(Items from a dataset)
==============================

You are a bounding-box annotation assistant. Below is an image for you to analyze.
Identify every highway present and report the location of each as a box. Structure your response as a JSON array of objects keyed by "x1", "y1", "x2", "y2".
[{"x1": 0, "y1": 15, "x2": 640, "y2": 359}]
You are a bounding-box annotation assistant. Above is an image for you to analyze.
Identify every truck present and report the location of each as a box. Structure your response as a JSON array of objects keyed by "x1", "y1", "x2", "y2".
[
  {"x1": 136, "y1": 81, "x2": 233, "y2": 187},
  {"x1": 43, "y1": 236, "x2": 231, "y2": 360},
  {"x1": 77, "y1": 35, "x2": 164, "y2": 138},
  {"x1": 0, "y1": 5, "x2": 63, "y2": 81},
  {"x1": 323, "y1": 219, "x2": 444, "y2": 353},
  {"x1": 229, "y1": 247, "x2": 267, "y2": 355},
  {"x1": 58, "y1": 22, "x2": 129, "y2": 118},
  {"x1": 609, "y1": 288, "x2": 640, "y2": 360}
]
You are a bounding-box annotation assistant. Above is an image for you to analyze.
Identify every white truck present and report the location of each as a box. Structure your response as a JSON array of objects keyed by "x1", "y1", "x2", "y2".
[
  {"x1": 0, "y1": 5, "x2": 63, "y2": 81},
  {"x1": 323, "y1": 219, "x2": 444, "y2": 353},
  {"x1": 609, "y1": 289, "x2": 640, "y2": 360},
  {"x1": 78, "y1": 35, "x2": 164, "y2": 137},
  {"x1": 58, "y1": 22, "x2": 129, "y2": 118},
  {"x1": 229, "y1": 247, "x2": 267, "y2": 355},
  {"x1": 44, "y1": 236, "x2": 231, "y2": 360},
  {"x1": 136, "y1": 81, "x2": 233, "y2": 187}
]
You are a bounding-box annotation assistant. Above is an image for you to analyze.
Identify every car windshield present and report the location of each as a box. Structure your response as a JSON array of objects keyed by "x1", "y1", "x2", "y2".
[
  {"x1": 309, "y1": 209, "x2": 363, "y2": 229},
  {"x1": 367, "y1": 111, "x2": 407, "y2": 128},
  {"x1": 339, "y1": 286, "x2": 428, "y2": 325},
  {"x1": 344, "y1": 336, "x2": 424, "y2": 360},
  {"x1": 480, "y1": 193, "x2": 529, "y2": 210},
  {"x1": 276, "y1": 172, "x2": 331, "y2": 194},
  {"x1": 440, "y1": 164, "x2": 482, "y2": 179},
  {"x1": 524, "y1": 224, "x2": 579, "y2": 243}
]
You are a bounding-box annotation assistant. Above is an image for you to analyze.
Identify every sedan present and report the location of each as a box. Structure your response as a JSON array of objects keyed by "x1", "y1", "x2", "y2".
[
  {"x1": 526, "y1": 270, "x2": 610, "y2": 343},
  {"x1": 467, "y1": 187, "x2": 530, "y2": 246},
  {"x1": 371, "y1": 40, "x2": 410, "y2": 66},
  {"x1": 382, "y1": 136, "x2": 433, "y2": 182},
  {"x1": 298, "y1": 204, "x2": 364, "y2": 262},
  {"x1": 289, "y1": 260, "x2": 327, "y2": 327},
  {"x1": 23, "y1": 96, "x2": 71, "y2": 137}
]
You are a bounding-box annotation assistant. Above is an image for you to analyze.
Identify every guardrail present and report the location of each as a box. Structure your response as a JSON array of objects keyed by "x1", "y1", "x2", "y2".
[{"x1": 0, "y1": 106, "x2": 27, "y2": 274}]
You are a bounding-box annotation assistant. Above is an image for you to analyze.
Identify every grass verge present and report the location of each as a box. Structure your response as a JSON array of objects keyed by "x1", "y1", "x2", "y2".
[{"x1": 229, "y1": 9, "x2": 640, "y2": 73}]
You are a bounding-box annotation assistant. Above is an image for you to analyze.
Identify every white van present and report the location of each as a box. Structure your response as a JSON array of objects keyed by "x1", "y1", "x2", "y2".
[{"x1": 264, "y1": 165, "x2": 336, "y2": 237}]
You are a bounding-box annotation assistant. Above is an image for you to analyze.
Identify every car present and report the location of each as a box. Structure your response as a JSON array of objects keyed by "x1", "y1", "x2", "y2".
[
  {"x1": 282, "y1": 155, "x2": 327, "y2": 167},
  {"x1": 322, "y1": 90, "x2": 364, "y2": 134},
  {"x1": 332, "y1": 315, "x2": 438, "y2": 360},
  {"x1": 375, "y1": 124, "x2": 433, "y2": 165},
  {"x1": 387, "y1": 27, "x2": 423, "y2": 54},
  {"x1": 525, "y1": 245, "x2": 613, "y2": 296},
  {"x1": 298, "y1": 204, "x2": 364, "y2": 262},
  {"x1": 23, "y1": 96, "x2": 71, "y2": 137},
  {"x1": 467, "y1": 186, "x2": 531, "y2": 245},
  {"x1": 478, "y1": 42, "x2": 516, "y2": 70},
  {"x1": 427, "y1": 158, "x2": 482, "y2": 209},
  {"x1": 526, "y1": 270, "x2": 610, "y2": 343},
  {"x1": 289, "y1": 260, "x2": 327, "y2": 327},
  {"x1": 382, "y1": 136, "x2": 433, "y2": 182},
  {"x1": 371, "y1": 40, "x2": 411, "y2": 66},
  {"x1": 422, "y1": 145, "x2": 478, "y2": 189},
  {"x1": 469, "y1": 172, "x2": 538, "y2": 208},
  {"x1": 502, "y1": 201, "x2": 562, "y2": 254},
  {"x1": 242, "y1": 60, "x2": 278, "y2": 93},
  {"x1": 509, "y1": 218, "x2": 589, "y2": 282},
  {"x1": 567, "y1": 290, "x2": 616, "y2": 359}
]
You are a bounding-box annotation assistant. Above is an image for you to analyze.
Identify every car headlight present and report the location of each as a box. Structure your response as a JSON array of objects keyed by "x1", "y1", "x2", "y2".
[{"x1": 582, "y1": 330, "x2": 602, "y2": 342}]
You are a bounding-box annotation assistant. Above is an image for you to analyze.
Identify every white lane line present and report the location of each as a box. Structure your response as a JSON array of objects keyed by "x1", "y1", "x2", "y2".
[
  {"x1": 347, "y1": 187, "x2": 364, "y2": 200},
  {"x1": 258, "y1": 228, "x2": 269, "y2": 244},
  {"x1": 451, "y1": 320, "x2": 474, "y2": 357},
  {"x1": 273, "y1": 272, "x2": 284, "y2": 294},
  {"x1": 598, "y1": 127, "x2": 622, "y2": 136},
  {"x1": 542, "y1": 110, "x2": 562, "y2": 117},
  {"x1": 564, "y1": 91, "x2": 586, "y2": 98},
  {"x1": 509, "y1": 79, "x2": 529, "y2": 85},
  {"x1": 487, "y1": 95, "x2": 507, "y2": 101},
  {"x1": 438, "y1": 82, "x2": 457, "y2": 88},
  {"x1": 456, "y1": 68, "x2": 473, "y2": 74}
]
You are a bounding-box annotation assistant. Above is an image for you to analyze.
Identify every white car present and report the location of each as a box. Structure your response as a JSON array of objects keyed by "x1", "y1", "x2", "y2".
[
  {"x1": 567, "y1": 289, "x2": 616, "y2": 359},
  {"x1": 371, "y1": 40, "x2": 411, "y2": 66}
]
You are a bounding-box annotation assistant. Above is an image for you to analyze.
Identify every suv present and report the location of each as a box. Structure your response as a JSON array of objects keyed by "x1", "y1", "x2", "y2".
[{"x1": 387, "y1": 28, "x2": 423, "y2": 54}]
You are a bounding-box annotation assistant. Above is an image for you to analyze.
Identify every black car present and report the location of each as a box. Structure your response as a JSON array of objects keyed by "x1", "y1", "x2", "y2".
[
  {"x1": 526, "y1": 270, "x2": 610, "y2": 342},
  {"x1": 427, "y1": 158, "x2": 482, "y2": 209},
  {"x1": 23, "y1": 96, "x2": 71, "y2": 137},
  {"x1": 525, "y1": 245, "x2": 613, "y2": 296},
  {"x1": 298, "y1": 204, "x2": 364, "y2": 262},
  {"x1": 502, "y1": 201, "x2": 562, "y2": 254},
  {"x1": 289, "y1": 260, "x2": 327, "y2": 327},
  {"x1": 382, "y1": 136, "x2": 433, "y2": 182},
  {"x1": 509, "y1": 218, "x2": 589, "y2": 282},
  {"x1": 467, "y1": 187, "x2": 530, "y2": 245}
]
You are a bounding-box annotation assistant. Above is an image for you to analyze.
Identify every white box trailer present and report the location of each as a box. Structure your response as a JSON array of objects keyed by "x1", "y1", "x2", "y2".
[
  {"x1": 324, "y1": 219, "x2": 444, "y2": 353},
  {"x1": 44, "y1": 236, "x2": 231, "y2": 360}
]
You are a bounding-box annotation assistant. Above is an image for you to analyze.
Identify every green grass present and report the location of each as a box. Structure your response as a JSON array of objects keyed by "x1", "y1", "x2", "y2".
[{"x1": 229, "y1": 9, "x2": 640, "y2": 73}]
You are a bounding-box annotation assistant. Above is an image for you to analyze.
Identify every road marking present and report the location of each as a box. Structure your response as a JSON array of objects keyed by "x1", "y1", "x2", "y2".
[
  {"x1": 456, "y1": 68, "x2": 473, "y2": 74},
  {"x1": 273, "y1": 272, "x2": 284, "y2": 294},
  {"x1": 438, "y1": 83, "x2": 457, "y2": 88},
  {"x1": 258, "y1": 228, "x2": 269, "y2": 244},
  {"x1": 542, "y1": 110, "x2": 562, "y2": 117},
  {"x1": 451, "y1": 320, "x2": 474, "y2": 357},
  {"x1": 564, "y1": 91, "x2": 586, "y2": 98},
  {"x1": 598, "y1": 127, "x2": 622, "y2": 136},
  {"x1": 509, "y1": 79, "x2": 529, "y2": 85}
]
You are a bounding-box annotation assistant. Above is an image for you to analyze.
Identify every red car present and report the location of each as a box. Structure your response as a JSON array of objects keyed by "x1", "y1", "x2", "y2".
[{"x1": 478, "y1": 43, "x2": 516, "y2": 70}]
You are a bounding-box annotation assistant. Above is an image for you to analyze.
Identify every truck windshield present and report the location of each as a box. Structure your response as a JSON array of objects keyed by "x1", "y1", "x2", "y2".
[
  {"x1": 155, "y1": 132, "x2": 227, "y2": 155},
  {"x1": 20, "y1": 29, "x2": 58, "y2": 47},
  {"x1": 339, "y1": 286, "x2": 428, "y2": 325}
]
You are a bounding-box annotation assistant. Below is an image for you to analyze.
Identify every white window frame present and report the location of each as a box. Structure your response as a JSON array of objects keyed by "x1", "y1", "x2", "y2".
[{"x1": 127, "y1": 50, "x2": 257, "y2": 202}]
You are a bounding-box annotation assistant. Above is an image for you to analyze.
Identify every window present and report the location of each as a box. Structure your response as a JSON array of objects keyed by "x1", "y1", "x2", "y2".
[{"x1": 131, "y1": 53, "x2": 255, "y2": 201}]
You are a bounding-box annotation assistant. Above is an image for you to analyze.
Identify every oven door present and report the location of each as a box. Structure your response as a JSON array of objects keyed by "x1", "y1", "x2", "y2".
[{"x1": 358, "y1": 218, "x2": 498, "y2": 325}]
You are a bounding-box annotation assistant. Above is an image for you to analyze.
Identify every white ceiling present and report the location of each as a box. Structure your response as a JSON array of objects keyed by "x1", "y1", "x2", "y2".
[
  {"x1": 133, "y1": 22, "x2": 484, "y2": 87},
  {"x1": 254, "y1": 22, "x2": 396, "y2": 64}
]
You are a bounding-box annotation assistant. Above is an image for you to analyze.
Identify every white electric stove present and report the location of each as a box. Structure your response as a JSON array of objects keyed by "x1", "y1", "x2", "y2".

==============================

Report every line of the rows above that contains the word "window", copying each one in full.

Identify every white window frame present and report the location of each as a box. Structure your response as a JSON array of objects keyed by "x1", "y1", "x2", "y2".
Identify every window present and report the location of each as a box. Structure your response as a JSON array of objects keyed by "x1", "y1", "x2", "y2".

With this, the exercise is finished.